• _TEXT PROVIDED_:

I have been struck repeatedly over the years how cultural idiocyncracies can affect foreign relations in significant ways. The reflections below represent an effort to explore how some of these differences of perception and outlook reveal themselves to persons of different cultural backgrounds.

Beginners in the American Foreign Service, such as I was many years ago, are sometimes surprised by seemingly odd reactions by nationals of other cultures. For example, a man of my acquaintance back then, the Japanese chief steward of a foreigners’ club in Kobe, had his toddler son tragically drown in the club pool. His only response to heartfelt condolences from club members was a nervous laugh. This reaction, strange to me at the time, was explained as defensive; the steward could not reveal his true feelings to a person not directly affected by the family tragedy.

Since Japan was my first experience of an exotic culture, the nation and its people naturally struck me forcibly with their differences from what was familiar to me. After retirement, a Japanese– language officer of our Service, a close friend with whom I had shared house arrest in Kobe after Pearl Harbor, continued to engage in various Japanese-American activities and to keep up his Japanese contacts. At lunch one day I asked him whether the Japanese really had changed since the war. He looked at me strangely and replied, “They haven’t changed at all.” I was reminded of a TV program I had seen. The narrator, an Englishman who knew his subject well, described the training of promising junior Japanese executives, comparing it with the training wartime kamikaze pilots received. One got the impression of not a cultural transformation, but rather a cultural transference.

In July 1941, the United States embargoed the sale of scrap metal and oil to Japan. Everyone recognized that this was a crucial turning point in our relations. We who were stationed in Japan knew all too well that the commodities were vital to the Japanese war machine, and our resident Treasury attaché calculated Japan had reserves for another six months. In the fifth month, Japan struck at Pearl Harbor.

In the Kobe consulate each Saturday morning during this period we asked each other, half lightly and half seriously, whether we would be at work Monday morning. We understood from a basic knowledge of Japanese attitudes that if war came, it would be by surprise aggression on a weekend to take advantage, as in ju jitsu, of an opponent’s maximum vulnerability. We knew it would happen in that fashion, but not precisely when or where. Sunday morning, December 7, 1941, came as a shock, but not a surprise.

Writers have remarked upon the immediate and unquestioned Japanese acceptance of their World War II surrender, once it was announced by the emperor. My explanation is that the people saw the end of their nuclear-shattered military régime — to be replaced by another, as yet unknown — as the mandate of heaven. Japan had acquired its basic culture from China, and in Chinese history, a series of preordained natural disasters inevitably brought the downfall of existing dynasties.

The Japanese military régime had impressed upon its soldiers the ignominy of personal surrender, Death was preferable to this disgrace, for once they had surrendered, their families considered them dead. Not alone in thinking their cultural behavior was understandable to others, the Japanese accordingly treated Allied prisoners callously, believing that their families deemed them already dead.

This form of inner toughness survived American acculturation in the Nisei second generation. Convinced they had something to prove, the Nisei fought fiercely against the Germans in World War II and suffered heavy casualties, with the Nisei 442nd Regimental Combat Team becoming the most decorated unit in the American army. The exceptional senator from Hawaii, Daniel Inouye, one of its young lieutenants, lost an arm at Monte Cassino.

• _WORK INSTRUCTIONS_:
Could you pick up the reflections on Japanese culture and foreign relations after their last sentence and continue them? You won't need the material that comes next.

• _PROVIDED INFORMATION_:

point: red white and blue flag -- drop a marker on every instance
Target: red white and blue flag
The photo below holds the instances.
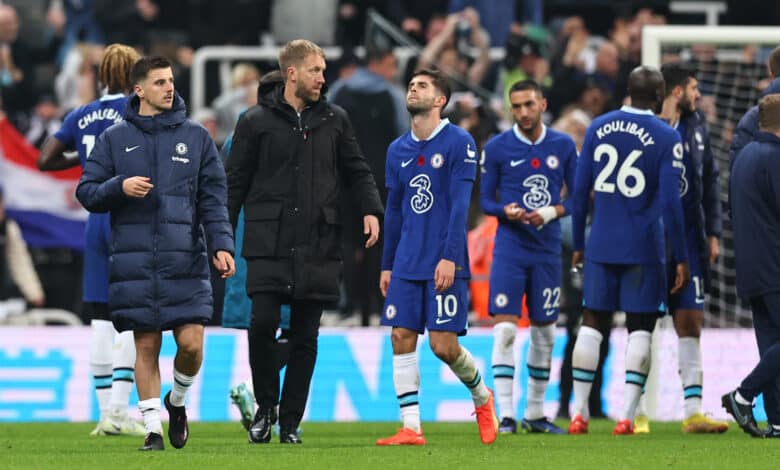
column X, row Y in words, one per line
column 43, row 204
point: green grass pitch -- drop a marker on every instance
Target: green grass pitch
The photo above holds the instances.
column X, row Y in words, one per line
column 351, row 445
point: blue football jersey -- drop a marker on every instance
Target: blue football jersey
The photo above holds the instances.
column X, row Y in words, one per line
column 532, row 174
column 429, row 186
column 628, row 161
column 83, row 125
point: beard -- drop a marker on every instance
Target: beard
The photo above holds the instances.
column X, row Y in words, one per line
column 308, row 96
column 420, row 107
column 686, row 106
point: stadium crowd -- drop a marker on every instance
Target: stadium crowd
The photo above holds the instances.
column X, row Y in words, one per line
column 50, row 50
column 573, row 58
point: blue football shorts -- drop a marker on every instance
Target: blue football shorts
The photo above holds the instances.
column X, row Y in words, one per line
column 416, row 305
column 632, row 288
column 540, row 282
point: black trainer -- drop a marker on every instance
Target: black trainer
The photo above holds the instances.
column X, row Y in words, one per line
column 178, row 429
column 289, row 436
column 743, row 414
column 260, row 431
column 153, row 441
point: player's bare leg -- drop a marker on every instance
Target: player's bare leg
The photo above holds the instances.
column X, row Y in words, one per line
column 503, row 362
column 446, row 347
column 406, row 379
column 585, row 360
column 687, row 324
column 147, row 381
column 539, row 359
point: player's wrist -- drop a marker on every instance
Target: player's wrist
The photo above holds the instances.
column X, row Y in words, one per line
column 548, row 213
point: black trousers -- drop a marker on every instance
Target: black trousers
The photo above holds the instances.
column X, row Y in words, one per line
column 264, row 352
column 765, row 377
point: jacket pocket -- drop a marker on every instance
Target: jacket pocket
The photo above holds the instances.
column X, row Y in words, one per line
column 329, row 233
column 261, row 229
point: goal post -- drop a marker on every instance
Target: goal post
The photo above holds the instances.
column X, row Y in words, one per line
column 730, row 65
column 654, row 37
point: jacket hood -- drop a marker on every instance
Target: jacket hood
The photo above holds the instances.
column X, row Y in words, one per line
column 152, row 124
column 774, row 87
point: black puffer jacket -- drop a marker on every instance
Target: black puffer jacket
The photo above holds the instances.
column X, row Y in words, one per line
column 287, row 171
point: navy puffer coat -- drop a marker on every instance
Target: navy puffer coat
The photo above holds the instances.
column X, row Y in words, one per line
column 159, row 264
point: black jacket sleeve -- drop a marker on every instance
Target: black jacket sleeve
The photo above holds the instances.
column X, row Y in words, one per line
column 242, row 163
column 355, row 170
column 212, row 194
column 100, row 189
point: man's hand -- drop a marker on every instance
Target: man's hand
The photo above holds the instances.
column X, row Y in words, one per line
column 224, row 263
column 513, row 212
column 576, row 258
column 137, row 186
column 384, row 282
column 371, row 228
column 681, row 276
column 543, row 216
column 444, row 275
column 714, row 249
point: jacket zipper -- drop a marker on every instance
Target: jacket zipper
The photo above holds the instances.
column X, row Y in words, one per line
column 155, row 306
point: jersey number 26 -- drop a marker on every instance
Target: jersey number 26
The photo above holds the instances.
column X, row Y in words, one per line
column 630, row 179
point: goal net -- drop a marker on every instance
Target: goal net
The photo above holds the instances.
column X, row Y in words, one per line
column 731, row 69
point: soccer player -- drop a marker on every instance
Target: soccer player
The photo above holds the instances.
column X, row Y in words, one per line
column 523, row 172
column 699, row 191
column 627, row 161
column 107, row 350
column 425, row 268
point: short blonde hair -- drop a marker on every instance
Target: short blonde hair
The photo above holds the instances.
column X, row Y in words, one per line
column 295, row 52
column 114, row 71
column 769, row 112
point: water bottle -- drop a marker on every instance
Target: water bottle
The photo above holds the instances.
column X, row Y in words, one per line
column 576, row 273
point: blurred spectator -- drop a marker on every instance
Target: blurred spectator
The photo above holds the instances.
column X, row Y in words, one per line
column 17, row 273
column 242, row 94
column 207, row 118
column 573, row 122
column 449, row 50
column 495, row 16
column 16, row 67
column 352, row 20
column 241, row 22
column 180, row 54
column 414, row 16
column 523, row 61
column 572, row 82
column 80, row 25
column 315, row 21
column 77, row 83
column 476, row 117
column 44, row 121
column 124, row 21
column 377, row 109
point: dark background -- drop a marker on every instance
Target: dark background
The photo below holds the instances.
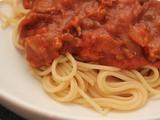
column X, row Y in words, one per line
column 6, row 114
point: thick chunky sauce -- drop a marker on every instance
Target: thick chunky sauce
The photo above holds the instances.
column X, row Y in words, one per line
column 120, row 33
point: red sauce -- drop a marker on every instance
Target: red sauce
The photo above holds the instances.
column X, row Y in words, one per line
column 119, row 33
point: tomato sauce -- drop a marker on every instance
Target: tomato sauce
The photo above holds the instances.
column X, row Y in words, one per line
column 119, row 33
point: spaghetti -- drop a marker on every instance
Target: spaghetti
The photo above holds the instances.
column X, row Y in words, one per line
column 100, row 87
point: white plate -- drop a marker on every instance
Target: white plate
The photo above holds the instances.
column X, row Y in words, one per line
column 23, row 94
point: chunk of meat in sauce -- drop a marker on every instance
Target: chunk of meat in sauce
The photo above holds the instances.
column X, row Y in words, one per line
column 120, row 33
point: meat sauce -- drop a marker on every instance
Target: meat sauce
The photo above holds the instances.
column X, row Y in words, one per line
column 119, row 33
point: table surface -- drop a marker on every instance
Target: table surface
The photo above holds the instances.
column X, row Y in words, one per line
column 6, row 114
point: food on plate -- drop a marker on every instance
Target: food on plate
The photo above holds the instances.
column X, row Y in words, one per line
column 104, row 54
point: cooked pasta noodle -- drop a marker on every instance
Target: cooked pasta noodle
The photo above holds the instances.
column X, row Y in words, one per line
column 102, row 88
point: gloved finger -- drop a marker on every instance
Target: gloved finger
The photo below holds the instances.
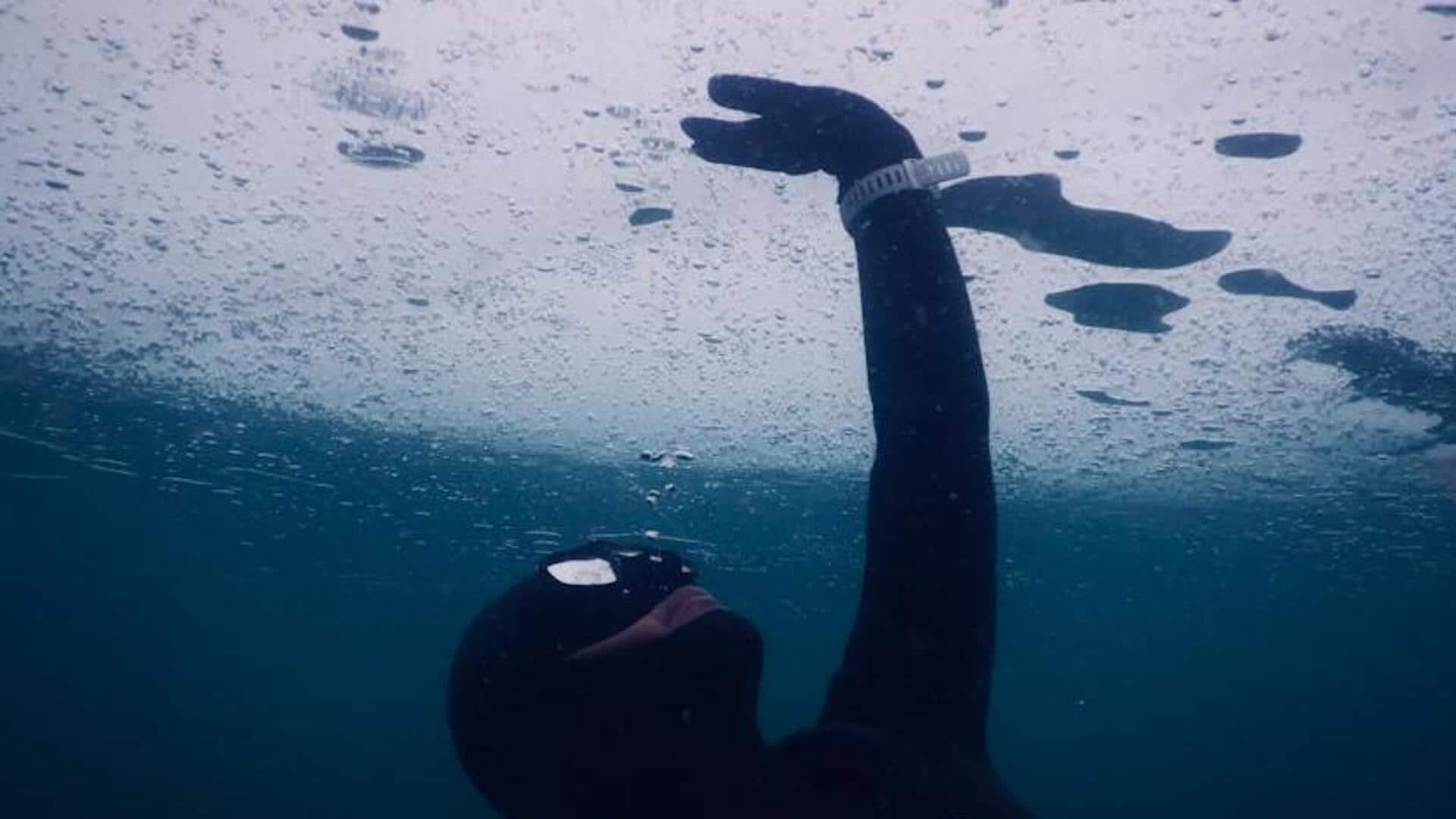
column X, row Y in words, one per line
column 756, row 95
column 755, row 143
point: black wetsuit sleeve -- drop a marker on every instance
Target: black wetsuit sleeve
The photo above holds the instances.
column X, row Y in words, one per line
column 918, row 662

• _OUTPUT BELOW_:
A wise colleague once observed that the polygraph was of little use on anyone born east of Vienna. Americans, raised in another tradition, find that truth is a relative term in many areas of the world, those where political authoritarianism is the norm and personal suppleness in coping with the system can become a question of survival. Explanations of one’s action and motives can take convoluted paths compounded by suspicion and unshaken belief in the weakness of human nature. In a country such as Iran, a lie is not necessarily a conscious act. It may be the result of complex rationalizations that stretch credibility.

Since political leaders know these traits of their peoples, they try various ways to outwit them. On the last day of the Gulf War, Saddam Hussein announced by radio from Baghdad to his public that he had won the war. At the same time U.S. General Schwarzkopf proclaimed an Allied victory. Further to convince his people and to gain a brief respite to purge reluctant followers, Saddam Hussein established a cordon of troops south of Baghdad to prevent fleeing Iraqi soldiers from entering the city and giving credence to the Allied claims. That the Iraqi dictator still led the state, with his followers taking orders from Baghdad, gave credence to his claim to have won the war. In years to follow, he continued his dangerous, illegal production of weapons. The United States had flubbed it.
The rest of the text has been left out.